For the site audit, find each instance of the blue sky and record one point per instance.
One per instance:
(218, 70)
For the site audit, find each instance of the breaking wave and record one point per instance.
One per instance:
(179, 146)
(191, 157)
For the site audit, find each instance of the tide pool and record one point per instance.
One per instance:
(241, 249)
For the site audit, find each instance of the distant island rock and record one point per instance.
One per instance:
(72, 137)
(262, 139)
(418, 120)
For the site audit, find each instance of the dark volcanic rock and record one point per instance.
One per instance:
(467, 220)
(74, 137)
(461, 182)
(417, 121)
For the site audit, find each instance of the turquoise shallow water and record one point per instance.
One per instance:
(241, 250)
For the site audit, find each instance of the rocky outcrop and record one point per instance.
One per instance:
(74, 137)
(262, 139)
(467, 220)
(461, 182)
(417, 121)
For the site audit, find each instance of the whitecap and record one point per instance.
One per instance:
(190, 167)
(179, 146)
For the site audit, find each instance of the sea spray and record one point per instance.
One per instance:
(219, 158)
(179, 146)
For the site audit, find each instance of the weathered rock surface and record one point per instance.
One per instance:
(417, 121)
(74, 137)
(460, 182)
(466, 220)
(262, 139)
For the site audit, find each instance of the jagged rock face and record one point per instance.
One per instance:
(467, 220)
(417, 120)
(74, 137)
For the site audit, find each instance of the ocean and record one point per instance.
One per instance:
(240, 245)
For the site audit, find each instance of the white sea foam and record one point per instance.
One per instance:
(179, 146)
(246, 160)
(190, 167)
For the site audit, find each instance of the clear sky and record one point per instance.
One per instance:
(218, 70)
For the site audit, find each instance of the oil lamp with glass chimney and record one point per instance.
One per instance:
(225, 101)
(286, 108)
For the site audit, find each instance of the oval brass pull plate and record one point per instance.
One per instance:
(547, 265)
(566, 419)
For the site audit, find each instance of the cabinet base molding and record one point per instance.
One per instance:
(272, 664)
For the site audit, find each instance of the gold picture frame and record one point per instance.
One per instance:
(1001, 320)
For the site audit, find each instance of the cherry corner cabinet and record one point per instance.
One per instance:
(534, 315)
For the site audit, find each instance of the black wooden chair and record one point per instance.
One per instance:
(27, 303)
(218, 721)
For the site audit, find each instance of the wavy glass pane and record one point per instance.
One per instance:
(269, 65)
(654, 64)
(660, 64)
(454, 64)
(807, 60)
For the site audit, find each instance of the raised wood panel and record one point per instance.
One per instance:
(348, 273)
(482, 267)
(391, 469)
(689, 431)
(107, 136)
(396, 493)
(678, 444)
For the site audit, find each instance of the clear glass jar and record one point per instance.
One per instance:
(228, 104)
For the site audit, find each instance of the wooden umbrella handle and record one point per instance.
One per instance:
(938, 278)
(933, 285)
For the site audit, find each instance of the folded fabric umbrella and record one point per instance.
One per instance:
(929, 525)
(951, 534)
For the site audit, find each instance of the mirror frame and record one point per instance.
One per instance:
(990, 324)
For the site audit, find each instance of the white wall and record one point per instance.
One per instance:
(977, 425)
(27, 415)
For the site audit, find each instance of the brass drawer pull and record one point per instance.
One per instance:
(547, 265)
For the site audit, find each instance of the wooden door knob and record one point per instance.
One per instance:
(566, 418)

※

Task to complete — Copy all the lines above word for word, with nothing changed.

Task output —
For the site audit, find each instance of the blue sky and record one point per instance.
One per instance:
(218, 70)
For the site audit, find each instance of the breaking wave and record one point per instance.
One per instance:
(179, 146)
(191, 157)
For the site audit, find each instance of the tide pool and record one point per instance.
One per instance:
(241, 249)
For the site audit, find each instance of the distant island rock and record one point per instance.
One per instance:
(72, 137)
(262, 139)
(418, 120)
For the site audit, find each instance of the dark volcanic rock and record one point per instance.
One per instance:
(467, 220)
(74, 137)
(461, 182)
(417, 121)
For the site audit, find each instance of the turquoise shallow water and record one point per instance.
One per instance:
(241, 250)
For the site audit, find each instance of the rocky outcrop and record one point per instance.
One per instance:
(74, 137)
(262, 139)
(467, 220)
(461, 182)
(417, 121)
For the site audit, find each instance of the whitecap and record one point per instance.
One per instance:
(190, 167)
(179, 146)
For the site audit, find each instance of the sea spray and record one point per instance.
One per instance:
(219, 158)
(179, 146)
For the site audit, find each instance of the weathered rock surface and record one point per instance.
One per instance:
(417, 121)
(74, 137)
(460, 182)
(466, 220)
(262, 139)
For the site audit, find each instance of the jagged rock face and record one point per instance.
One per instance:
(467, 220)
(417, 120)
(74, 137)
For the site audit, find each instance of the ocean and record one point per instance.
One per instance:
(240, 245)
For the site audit, find each instance of the white sea foam and record one point per instance.
One per instance:
(179, 146)
(246, 160)
(190, 167)
For the site audit, find each instance of the clear sky and record one point per instance.
One per instance:
(218, 70)
For the site audit, find each instance of the oil lamp with glass chimney and record one point per instance.
One per instance:
(225, 101)
(286, 108)
For the site audit, find each instance of the oval brass pull plate and record one point per instance.
One per instance:
(547, 265)
(566, 419)
For the site audit, find each instance of the cabinet base molding and record one point per instance.
One per instance:
(272, 664)
For the site audit, find each instance of the gold picture frame and record one point per instance.
One per instance:
(1001, 320)
For the site audit, find each instance of the cherry corner cabinet and record one point per instance.
One per instance:
(534, 315)
For the site audit, find each instance of the black wooden chair and record one point per instance.
One per instance:
(27, 303)
(218, 721)
For the site audit, find each instance of the wavy glass pane and record one point per instance.
One per instance:
(269, 65)
(654, 64)
(660, 64)
(454, 64)
(807, 60)
For the site audit, find each instance of the raised wood panel and record one point per instance.
One per instance:
(348, 273)
(482, 267)
(391, 469)
(689, 431)
(107, 136)
(396, 493)
(678, 444)
For the site audit, find each instance of the clear glass jar and record one point per instance.
One per instance:
(228, 104)
For the site audit, find each instance of the wooden umbrella handle and record one point per instance.
One per instance:
(938, 278)
(933, 285)
For the site audit, find each instance of the folded fabric umbrella and record one point per instance.
One per instance:
(929, 525)
(951, 534)
For the site audit, find each instance of the mirror frame and record one point per instance.
One per instance:
(990, 324)
For the site audit, find each instance of the white wall and record one point per instance.
One per instance:
(977, 425)
(27, 415)
For the site audit, find each instance of the brass drawer pull and record one point per instance.
One per instance:
(547, 265)
For the site audit, find each instance of the wooden door knob and record one point per instance.
One per instance:
(566, 418)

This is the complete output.